● **Exercise prompt**
Rewrite the whole listing below, swapping "innermost point" for "central point" wherever it occurs and keeping everything else the same. Leave the pictures out.

● **Task material**
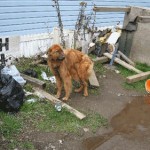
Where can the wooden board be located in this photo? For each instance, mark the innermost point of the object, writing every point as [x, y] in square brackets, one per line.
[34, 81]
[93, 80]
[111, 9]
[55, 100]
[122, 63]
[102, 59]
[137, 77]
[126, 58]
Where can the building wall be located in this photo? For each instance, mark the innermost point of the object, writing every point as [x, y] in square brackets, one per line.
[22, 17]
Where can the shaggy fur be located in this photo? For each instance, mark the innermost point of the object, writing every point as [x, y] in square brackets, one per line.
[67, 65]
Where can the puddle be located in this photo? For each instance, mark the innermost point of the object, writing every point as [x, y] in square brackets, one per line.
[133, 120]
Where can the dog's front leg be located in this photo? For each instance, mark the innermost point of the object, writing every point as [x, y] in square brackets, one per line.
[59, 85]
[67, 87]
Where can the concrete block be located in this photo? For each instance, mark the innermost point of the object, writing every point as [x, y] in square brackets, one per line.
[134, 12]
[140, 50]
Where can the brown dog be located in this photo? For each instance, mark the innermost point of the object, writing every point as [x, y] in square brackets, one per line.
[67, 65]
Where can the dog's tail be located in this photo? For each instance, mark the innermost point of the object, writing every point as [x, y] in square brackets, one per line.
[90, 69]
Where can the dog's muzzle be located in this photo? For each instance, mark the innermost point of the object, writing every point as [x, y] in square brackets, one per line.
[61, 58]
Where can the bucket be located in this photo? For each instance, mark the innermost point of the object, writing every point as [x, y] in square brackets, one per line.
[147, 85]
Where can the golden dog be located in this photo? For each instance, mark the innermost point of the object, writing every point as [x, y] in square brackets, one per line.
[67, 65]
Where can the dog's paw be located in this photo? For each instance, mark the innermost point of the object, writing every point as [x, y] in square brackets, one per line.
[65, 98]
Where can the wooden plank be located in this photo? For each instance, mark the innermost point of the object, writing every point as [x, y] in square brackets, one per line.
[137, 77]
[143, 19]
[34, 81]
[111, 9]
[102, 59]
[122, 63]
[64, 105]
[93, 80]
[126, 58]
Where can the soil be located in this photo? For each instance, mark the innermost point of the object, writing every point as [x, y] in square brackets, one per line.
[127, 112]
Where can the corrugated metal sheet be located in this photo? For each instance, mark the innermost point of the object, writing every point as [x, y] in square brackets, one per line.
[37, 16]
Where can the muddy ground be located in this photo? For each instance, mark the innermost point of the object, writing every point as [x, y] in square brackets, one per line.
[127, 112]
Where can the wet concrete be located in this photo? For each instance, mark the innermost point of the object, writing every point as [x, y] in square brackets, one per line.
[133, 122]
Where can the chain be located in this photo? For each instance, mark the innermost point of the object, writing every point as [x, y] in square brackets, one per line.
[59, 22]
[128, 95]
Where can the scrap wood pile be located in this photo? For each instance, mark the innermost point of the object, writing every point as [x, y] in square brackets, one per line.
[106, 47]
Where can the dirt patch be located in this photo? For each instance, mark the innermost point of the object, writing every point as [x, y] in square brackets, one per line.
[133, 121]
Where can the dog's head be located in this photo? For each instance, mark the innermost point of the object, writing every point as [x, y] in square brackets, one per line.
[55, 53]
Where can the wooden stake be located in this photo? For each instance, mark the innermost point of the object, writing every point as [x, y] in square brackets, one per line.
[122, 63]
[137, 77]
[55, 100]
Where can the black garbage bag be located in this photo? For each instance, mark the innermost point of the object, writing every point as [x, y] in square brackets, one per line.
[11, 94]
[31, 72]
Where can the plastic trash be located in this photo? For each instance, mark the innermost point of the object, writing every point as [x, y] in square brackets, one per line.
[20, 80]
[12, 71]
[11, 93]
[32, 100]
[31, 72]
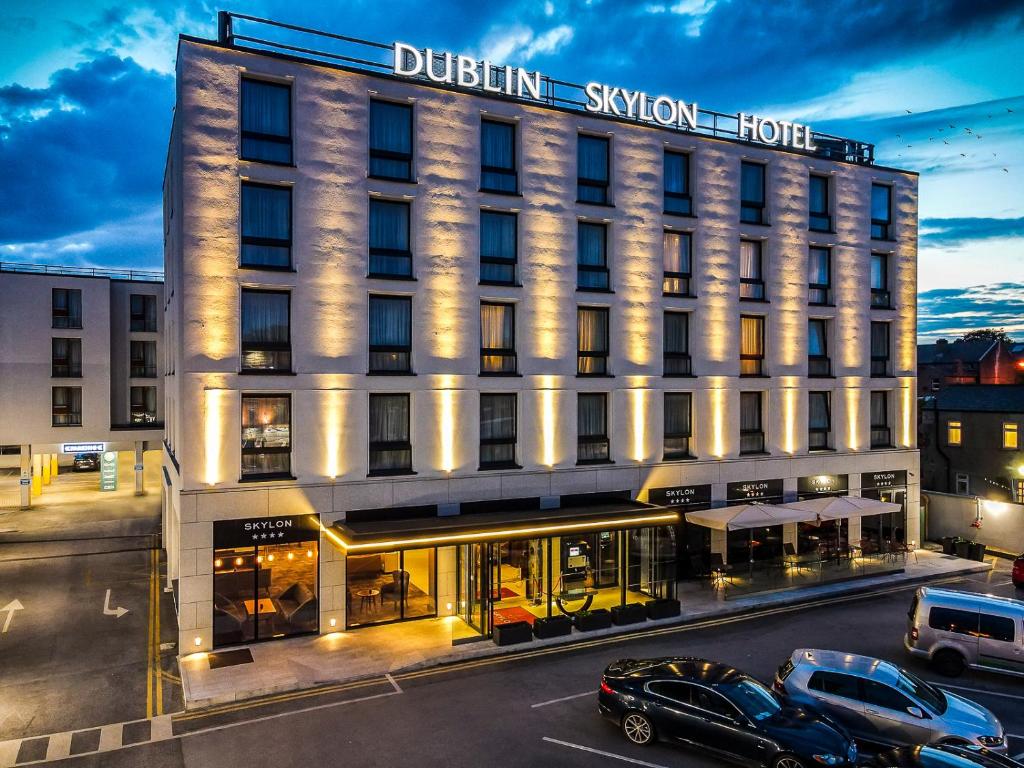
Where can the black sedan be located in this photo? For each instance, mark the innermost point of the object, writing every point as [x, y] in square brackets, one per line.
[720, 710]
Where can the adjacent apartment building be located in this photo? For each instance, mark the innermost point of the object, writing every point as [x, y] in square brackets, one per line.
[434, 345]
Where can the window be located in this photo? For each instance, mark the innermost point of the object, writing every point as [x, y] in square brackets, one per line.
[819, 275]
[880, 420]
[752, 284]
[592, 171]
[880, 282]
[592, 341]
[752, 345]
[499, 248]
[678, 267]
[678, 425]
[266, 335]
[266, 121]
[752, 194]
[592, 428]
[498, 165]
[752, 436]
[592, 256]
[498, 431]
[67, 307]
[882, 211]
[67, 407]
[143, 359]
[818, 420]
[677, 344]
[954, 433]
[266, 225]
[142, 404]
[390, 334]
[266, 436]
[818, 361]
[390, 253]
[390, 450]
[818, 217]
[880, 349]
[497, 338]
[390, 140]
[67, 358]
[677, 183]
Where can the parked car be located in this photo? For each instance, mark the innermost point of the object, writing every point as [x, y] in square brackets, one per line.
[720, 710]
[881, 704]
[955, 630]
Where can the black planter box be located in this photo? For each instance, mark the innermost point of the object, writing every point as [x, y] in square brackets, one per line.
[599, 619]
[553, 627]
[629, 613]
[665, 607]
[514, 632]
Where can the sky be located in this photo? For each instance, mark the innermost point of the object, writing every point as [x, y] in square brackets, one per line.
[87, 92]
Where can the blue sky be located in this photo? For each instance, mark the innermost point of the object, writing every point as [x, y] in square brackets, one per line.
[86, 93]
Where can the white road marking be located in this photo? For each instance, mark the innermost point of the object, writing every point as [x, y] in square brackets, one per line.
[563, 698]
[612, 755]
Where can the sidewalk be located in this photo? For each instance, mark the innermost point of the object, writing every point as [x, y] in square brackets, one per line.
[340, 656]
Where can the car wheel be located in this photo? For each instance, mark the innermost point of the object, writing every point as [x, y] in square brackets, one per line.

● **Response**
Where can the wooden board be located in this photo? For each instance, mark the central point of the object, writing every point as [x, y] in square brackets, one per line.
[34, 81]
[93, 80]
[111, 9]
[55, 100]
[122, 63]
[102, 59]
[137, 77]
[126, 58]
Where can the building wall be located in this photo? For each instance, mark the central point of the object, writing every point as [x, y] in square brackets, one per line.
[22, 17]
Where can the shaggy fur be located in this photo? For each instance, mark the central point of the object, writing every point as [x, y] in square brackets, one per line.
[67, 65]
Where can the puddle be located in this photo? For each instance, mark the central point of the object, writing every point as [x, y] in square brackets, one per line.
[133, 120]
Where can the dog's front leg be located in this photo? For each instance, mark the central point of the object, writing every point as [x, y] in square brackets, one per line.
[59, 85]
[67, 87]
Where can the concrete block be located in this photo? For each instance, mark the central point of the object, writing every point as [x, y] in square brackets, one per line.
[134, 12]
[140, 50]
Where can the brown dog be located in this photo? For each instance, mark the central point of the object, writing every point as [x, y] in square brackets, one per line.
[67, 65]
Where can the dog's tail be located in this photo? For each instance, mark the central point of the object, writing every point as [x, y] in square brackets, one per line.
[90, 69]
Where can the dog's muzzle be located in this photo? For each instance, mark the central point of the object, writing every point as [x, y] in square brackets, one per line.
[61, 58]
Where can the bucket be located in this photo? For each instance, mark the central point of the object, writing every point as [x, y] in square brackets, one per line.
[147, 85]
Where can the golden dog be located in this photo? For each instance, mark the central point of the object, writing every point as [x, y] in square brackets, one per line.
[67, 65]
Where can the dog's paw be located in this photo? For each instance, mark the central point of the object, writing every point as [x, y] in square brackets, one per line.
[65, 98]
Where can the wooden plank be located in this photo? For each instance, mark the central point of the object, writing every point as [x, y] in square brackets, one per line.
[137, 77]
[143, 19]
[34, 81]
[111, 9]
[102, 59]
[122, 63]
[64, 105]
[93, 80]
[126, 58]
Where can the soil be located in this photo? For each instance, mark the central point of the object, writing every point as [x, y] in square brackets, one per line.
[127, 112]
Where can the corrugated metal sheet be located in this photo? For each instance, mark the central point of the object, writing every point as [x, y] in square brackets, one per line.
[37, 16]
Where can the muddy ground be located in this photo? For each instance, mark the central point of the object, writing every point as [x, y] in square brackets, one per line.
[127, 112]
Where can the wet concrete be located in this photo? For each instance, mark the central point of the object, writing every point as [x, y] in square brackets, one per line.
[133, 122]
Where can the chain be located in this photo? For each instance, mark the central point of the object, writing every point as [x, y] in square brackets, one per line.
[59, 22]
[128, 95]
Where can the scrap wood pile be located in this photo? For each instance, mark the central point of the object, writing every point as [x, y] in square brackets, one per line.
[106, 47]
Where can the dirt patch be located in this photo? For each instance, mark the central point of the object, writing every point as [x, y] in square brackets, one per line.
[133, 121]
Where can the dog's head be located in this photo? For each instance, mark the central point of the object, writing every point as [x, y] in square brackets, one per line.
[55, 53]
Where can the wooden stake be located in this photo? For each instance, mark the central point of the object, writing every point as [x, y] in square brackets, one per line.
[122, 63]
[137, 77]
[55, 100]
Where can the black garbage bag be located in this photo? For each instance, mark the central point of the object, writing every point as [x, y] in square brackets, one per line.
[11, 94]
[31, 72]
Where can the plastic trash be located in this photo? For each instance, mark the central point of the object, writing every point as [x, y] in square brackets, one per line.
[20, 80]
[12, 71]
[11, 93]
[32, 100]
[31, 72]
Where can the black sedan be located in this photo? For each instance, mark the central point of the object, writing every point as [x, y] in square brackets, one per line.
[720, 710]
Where can the adjacent apartment building be located in this photo? For each instance, mark the central point of the object, writing every point as [x, y] in square brackets, one per line.
[434, 345]
Where can the window be located in this photo? For each instance, mark the central point of the object, writing every point as [x, y] in square brackets, one per line.
[819, 275]
[880, 420]
[752, 284]
[592, 171]
[880, 282]
[592, 341]
[752, 345]
[499, 248]
[678, 267]
[678, 425]
[266, 335]
[266, 121]
[752, 194]
[592, 428]
[498, 165]
[752, 436]
[592, 256]
[498, 431]
[67, 307]
[882, 211]
[67, 407]
[143, 359]
[818, 420]
[677, 344]
[954, 433]
[266, 225]
[142, 404]
[390, 334]
[266, 436]
[818, 361]
[390, 253]
[390, 450]
[818, 217]
[880, 349]
[497, 338]
[390, 140]
[67, 358]
[677, 183]
Where can the parked car be located in this photo? For each instance, mark the central point of the object, writing every point as [x, y] in square brackets, one per line.
[720, 710]
[881, 704]
[955, 630]
Where can the black planter box be located in this photo? For each instance, mark the central point of the object, writing every point as [x, y] in square brackets, one per line.
[599, 619]
[553, 627]
[629, 613]
[665, 607]
[514, 632]
Where can the sky be located in this photo? For each instance, mark the central point of the object, writing every point as [x, y] in square brackets, one per line.
[87, 92]
Where can the blue sky be located in this photo? For each instance, mark the central point of the object, writing every point as [x, y] in square brackets, one per line.
[86, 93]
Where can the white road marking be located in this photo? For each instance, mark the central point of the object, writing every point as [x, y] in square brackets, one per line.
[563, 698]
[612, 755]
Where can the sidewalk be located in this photo? For each instance, mark the central point of the object, writing every point as [x, y] in square brackets, one per line.
[340, 656]
Where can the car wheel be located in this photo? For each instance, mark the central point of the object, writing every point as [x, y] in square brackets, one per line.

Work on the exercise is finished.